**The task**
Below are records; transcribe only the line with "the blue stripe" and those after it, through the last line, without any change.

**Supplied material**
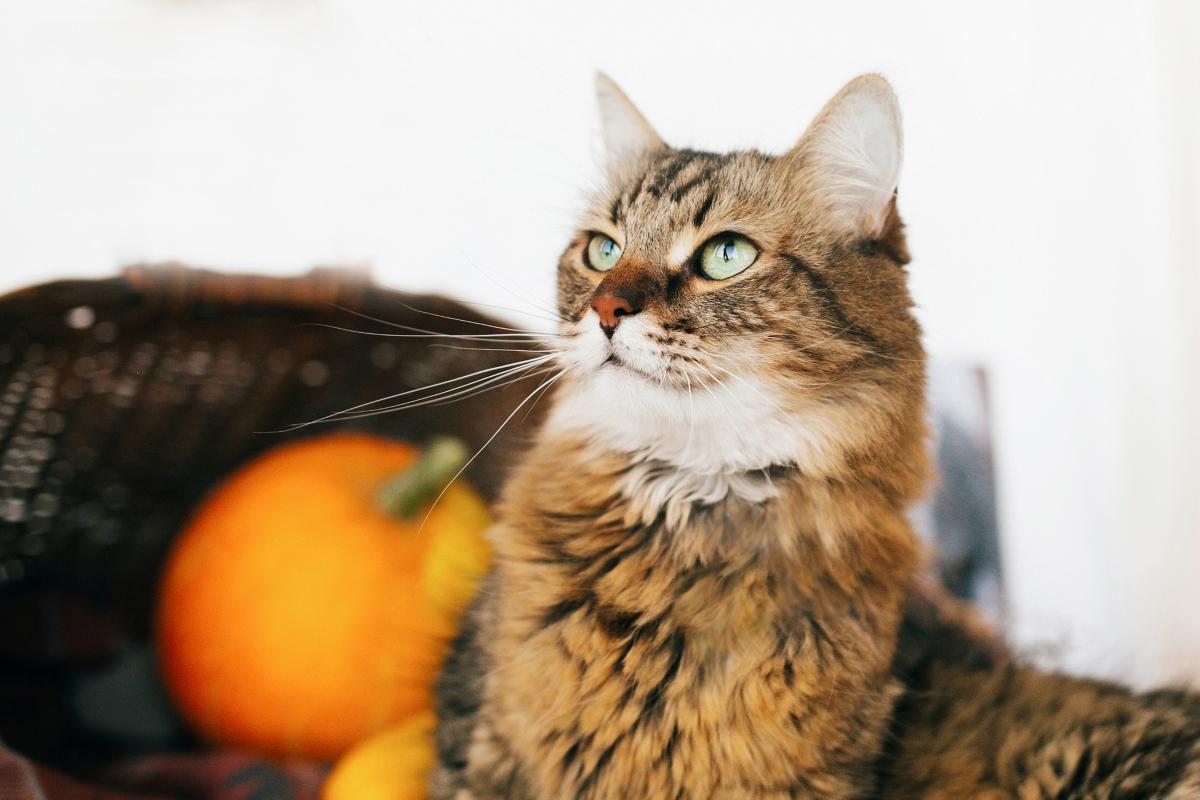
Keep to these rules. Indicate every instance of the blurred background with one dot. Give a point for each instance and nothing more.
(1051, 190)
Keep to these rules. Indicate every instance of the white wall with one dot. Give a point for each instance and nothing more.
(1050, 188)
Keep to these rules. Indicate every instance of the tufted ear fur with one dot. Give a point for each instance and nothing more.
(627, 134)
(851, 156)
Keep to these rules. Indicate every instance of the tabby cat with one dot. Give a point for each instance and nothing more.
(703, 560)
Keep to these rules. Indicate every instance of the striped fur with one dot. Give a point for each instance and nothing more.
(702, 564)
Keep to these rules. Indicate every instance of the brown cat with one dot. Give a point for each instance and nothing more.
(702, 564)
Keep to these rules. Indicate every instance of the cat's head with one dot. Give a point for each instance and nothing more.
(743, 311)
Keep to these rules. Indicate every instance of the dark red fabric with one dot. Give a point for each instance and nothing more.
(209, 776)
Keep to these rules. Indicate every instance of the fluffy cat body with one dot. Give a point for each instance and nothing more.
(702, 564)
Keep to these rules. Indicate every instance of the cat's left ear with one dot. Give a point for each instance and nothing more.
(628, 137)
(851, 155)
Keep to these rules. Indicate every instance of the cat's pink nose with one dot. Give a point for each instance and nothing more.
(611, 307)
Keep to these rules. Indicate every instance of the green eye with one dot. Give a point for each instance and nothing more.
(603, 253)
(726, 256)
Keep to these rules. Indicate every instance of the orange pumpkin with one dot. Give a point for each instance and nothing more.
(311, 600)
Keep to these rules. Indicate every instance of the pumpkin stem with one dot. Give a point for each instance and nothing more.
(409, 492)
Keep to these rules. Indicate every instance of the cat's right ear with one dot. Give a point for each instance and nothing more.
(851, 155)
(628, 137)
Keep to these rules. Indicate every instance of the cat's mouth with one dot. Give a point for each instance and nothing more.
(615, 360)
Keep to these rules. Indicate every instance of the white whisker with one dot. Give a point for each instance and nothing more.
(490, 439)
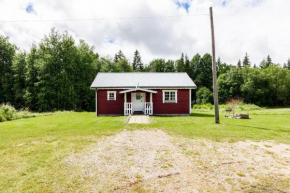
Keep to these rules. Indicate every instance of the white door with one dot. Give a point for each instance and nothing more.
(138, 100)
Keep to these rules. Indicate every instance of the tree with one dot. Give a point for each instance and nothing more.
(239, 65)
(222, 67)
(58, 72)
(269, 61)
(186, 64)
(266, 63)
(169, 66)
(7, 52)
(194, 68)
(18, 69)
(246, 61)
(30, 96)
(137, 62)
(180, 66)
(287, 65)
(124, 65)
(158, 65)
(205, 71)
(119, 56)
(204, 95)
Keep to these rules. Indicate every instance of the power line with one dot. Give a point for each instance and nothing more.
(98, 19)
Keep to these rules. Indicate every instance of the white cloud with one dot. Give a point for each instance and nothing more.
(258, 27)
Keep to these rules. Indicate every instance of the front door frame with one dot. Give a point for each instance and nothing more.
(143, 100)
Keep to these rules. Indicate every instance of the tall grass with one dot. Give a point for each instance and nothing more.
(241, 107)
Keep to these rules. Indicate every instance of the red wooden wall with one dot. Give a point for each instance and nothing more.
(116, 107)
(181, 107)
(110, 107)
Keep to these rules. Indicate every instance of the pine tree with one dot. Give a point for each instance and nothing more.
(18, 68)
(7, 52)
(186, 64)
(239, 64)
(137, 62)
(180, 64)
(119, 56)
(269, 61)
(287, 65)
(266, 62)
(30, 96)
(246, 61)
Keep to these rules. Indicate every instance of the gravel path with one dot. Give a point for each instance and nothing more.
(153, 161)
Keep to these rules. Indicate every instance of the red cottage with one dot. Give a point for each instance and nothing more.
(143, 93)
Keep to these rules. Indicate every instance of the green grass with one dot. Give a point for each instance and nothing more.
(31, 149)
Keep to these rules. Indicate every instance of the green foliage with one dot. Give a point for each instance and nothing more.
(287, 65)
(18, 69)
(204, 96)
(241, 107)
(180, 64)
(137, 64)
(7, 112)
(264, 87)
(56, 75)
(7, 52)
(246, 61)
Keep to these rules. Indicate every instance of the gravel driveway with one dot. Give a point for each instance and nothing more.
(153, 161)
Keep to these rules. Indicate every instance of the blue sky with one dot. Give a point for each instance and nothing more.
(29, 8)
(253, 26)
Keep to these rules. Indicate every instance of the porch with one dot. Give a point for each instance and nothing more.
(138, 103)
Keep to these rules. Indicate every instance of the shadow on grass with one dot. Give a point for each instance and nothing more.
(261, 128)
(201, 115)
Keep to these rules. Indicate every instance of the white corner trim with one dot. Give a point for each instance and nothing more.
(189, 101)
(163, 96)
(108, 95)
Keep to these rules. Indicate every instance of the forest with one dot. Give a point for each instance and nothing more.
(56, 74)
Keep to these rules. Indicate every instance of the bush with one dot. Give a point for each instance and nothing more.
(241, 107)
(204, 96)
(7, 112)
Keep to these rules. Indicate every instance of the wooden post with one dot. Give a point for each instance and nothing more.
(96, 102)
(214, 76)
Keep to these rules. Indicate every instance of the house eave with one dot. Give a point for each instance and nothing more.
(146, 87)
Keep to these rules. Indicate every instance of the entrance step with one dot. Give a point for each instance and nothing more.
(139, 119)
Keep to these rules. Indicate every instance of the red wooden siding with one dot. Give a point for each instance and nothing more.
(110, 107)
(181, 107)
(116, 107)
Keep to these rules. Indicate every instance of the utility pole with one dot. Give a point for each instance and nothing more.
(214, 76)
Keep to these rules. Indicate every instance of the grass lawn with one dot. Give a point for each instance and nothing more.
(31, 149)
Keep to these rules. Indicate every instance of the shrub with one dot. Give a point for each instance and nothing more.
(7, 112)
(204, 96)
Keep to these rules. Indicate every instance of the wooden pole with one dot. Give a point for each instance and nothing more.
(214, 76)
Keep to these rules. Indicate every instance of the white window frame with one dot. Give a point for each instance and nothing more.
(108, 95)
(171, 101)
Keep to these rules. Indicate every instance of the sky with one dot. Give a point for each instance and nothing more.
(157, 28)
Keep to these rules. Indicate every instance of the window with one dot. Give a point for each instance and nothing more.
(111, 95)
(169, 96)
(138, 96)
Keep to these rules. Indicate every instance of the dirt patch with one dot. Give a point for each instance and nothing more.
(153, 161)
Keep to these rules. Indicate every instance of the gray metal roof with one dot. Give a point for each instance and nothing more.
(142, 79)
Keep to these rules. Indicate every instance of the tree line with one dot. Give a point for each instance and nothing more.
(56, 74)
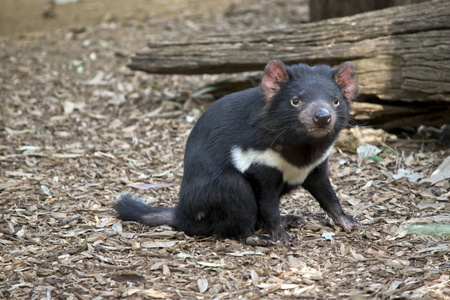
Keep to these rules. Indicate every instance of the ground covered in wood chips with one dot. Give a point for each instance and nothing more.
(77, 128)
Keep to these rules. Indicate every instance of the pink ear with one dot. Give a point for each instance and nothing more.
(347, 80)
(275, 74)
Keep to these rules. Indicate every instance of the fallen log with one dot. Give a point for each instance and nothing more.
(400, 53)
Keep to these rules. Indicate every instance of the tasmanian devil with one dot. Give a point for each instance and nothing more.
(252, 147)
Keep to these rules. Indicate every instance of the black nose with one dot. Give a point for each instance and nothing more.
(322, 117)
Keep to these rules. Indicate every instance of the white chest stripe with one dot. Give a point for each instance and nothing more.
(242, 160)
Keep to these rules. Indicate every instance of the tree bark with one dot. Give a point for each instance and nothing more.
(400, 53)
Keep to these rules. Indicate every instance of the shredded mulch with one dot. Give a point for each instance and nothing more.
(78, 128)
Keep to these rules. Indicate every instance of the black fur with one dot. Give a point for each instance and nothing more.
(216, 198)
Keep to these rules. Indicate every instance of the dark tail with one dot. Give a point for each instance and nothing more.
(133, 209)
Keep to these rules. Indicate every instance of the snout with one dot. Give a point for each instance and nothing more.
(322, 117)
(318, 118)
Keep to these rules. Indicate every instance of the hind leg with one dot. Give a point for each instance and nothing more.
(224, 206)
(291, 221)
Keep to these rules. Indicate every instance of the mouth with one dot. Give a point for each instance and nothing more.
(318, 132)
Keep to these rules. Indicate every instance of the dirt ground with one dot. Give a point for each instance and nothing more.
(78, 128)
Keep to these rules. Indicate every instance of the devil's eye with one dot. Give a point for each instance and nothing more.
(295, 101)
(336, 101)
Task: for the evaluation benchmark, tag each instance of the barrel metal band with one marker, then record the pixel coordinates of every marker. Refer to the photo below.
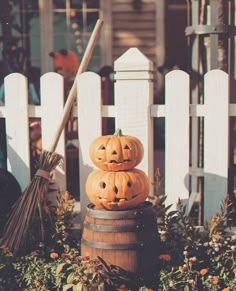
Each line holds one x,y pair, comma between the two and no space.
144,209
111,246
42,173
114,228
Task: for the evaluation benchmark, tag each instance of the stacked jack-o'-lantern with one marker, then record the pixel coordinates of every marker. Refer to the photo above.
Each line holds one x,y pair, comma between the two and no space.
120,226
117,184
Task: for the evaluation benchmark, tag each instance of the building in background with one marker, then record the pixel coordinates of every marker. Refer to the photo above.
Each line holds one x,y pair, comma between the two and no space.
40,27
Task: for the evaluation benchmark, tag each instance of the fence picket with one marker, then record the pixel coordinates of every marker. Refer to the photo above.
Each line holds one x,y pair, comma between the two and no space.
216,152
89,108
177,136
17,128
52,102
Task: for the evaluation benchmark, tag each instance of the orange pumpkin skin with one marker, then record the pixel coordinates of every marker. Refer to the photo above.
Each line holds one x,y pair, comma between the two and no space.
117,190
116,152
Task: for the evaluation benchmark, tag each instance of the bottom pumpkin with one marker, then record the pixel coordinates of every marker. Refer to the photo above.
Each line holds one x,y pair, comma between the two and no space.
117,190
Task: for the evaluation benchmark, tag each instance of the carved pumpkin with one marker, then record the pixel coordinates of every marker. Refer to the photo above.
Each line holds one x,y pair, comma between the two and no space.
117,190
116,152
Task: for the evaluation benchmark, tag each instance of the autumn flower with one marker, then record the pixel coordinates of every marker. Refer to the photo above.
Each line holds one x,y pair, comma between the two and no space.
203,271
181,269
37,283
54,255
215,280
165,257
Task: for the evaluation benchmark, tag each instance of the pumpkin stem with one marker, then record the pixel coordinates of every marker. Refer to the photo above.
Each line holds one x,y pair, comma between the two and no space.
118,132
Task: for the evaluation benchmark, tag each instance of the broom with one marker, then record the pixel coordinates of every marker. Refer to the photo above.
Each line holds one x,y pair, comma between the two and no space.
30,202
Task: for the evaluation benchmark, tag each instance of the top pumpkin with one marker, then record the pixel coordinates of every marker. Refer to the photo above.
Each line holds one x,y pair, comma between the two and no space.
116,152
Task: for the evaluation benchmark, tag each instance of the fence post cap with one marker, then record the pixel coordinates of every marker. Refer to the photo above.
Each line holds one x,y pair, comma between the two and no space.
133,60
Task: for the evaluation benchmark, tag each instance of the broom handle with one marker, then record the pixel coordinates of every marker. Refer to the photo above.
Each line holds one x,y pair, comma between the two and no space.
72,94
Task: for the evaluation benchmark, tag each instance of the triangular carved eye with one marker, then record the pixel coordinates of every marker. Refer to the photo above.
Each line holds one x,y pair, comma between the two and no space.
127,147
102,185
102,147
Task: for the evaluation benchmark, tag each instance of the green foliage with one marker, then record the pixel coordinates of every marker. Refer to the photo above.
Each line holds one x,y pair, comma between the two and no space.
190,259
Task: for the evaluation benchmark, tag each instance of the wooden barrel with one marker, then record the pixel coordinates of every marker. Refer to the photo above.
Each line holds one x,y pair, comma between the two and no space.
126,238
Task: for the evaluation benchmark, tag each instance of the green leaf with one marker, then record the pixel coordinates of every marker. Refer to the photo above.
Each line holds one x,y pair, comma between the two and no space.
60,268
67,287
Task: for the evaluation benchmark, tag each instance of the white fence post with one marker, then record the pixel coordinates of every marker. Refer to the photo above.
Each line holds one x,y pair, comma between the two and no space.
133,99
216,141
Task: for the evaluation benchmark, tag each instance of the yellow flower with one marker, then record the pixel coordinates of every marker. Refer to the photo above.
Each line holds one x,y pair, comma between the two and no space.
54,255
203,271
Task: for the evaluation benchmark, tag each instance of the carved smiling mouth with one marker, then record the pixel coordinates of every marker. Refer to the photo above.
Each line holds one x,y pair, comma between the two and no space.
117,200
116,162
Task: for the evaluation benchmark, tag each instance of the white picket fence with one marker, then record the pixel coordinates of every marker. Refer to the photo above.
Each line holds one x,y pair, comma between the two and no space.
134,113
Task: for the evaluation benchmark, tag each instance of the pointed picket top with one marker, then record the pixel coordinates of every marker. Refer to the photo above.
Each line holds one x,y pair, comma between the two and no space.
133,60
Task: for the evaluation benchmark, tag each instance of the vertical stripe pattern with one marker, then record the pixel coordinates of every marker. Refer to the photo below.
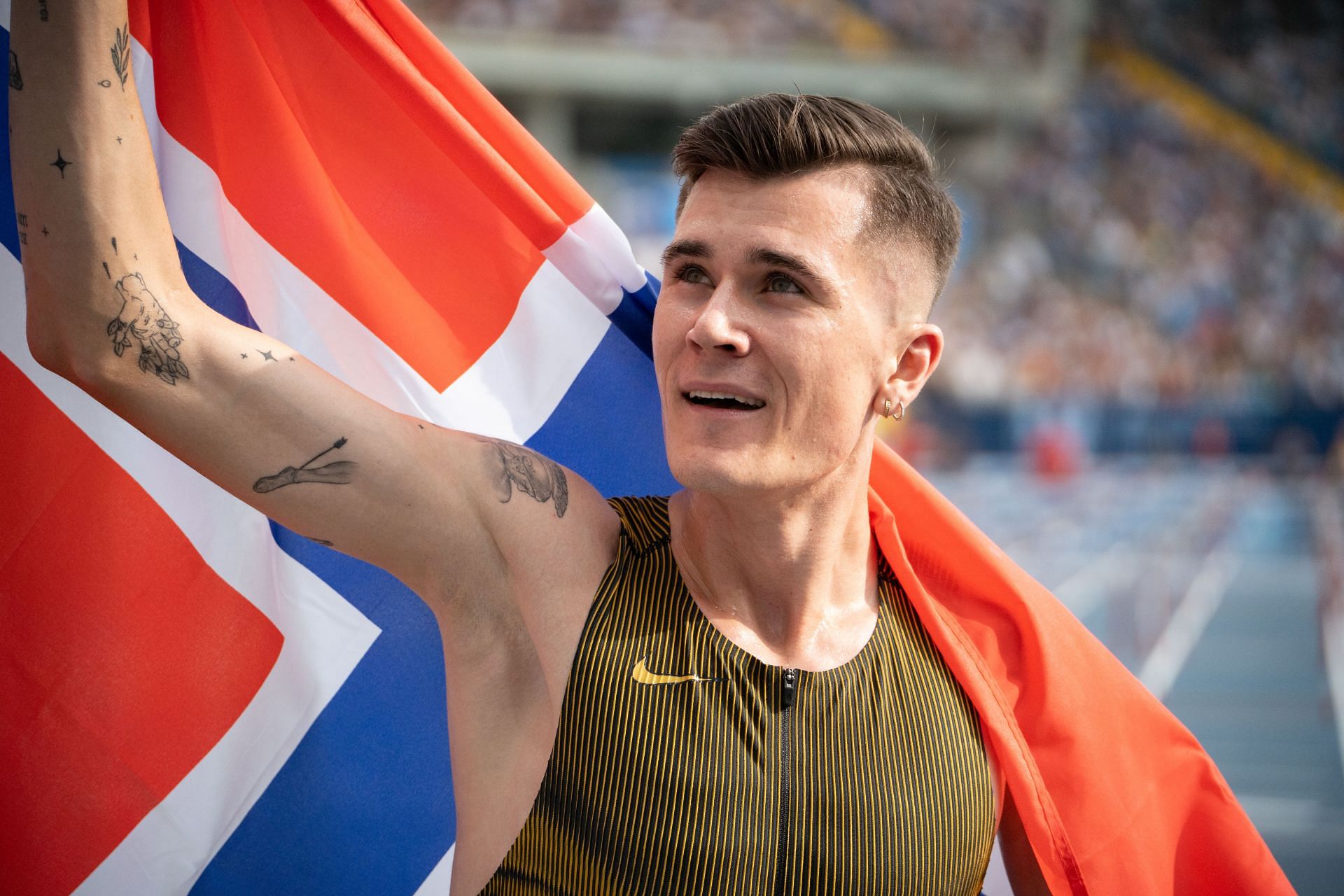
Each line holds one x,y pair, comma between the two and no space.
682,766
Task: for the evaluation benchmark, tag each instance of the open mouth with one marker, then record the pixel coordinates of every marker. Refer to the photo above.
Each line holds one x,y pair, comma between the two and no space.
724,400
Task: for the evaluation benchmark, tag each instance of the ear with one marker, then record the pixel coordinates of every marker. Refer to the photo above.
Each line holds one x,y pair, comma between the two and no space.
913,367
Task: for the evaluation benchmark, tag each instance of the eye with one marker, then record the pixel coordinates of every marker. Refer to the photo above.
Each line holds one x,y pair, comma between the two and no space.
781,284
691,274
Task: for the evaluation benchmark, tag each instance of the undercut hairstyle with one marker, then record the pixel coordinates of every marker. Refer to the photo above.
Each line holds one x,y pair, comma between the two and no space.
780,134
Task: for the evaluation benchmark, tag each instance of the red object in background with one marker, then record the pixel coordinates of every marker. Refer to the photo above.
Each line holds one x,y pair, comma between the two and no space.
1056,451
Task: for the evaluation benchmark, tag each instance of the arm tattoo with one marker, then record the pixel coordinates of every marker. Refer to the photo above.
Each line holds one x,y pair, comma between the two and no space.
121,54
534,475
141,316
334,473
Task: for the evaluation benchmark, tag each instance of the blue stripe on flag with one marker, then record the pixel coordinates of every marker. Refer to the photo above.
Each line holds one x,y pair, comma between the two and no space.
365,805
635,315
609,426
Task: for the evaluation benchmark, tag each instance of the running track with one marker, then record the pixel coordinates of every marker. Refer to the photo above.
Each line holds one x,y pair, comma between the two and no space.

**Reply**
Task: for the evaluation benchmark, tag each instance of the blue stripe on flag with one marker, then record the pixel coordinates of every marker. Refer to the photo above.
Each line holds one x,y pair, comma between the two and no space.
365,805
635,315
609,426
Task: for the evaluation benchmark, tag each instance of the running track with one marker, then record the pixel coordinates of every marker. Refer to the photo above.
Each line holds one x,y pair, comma between the two and no space.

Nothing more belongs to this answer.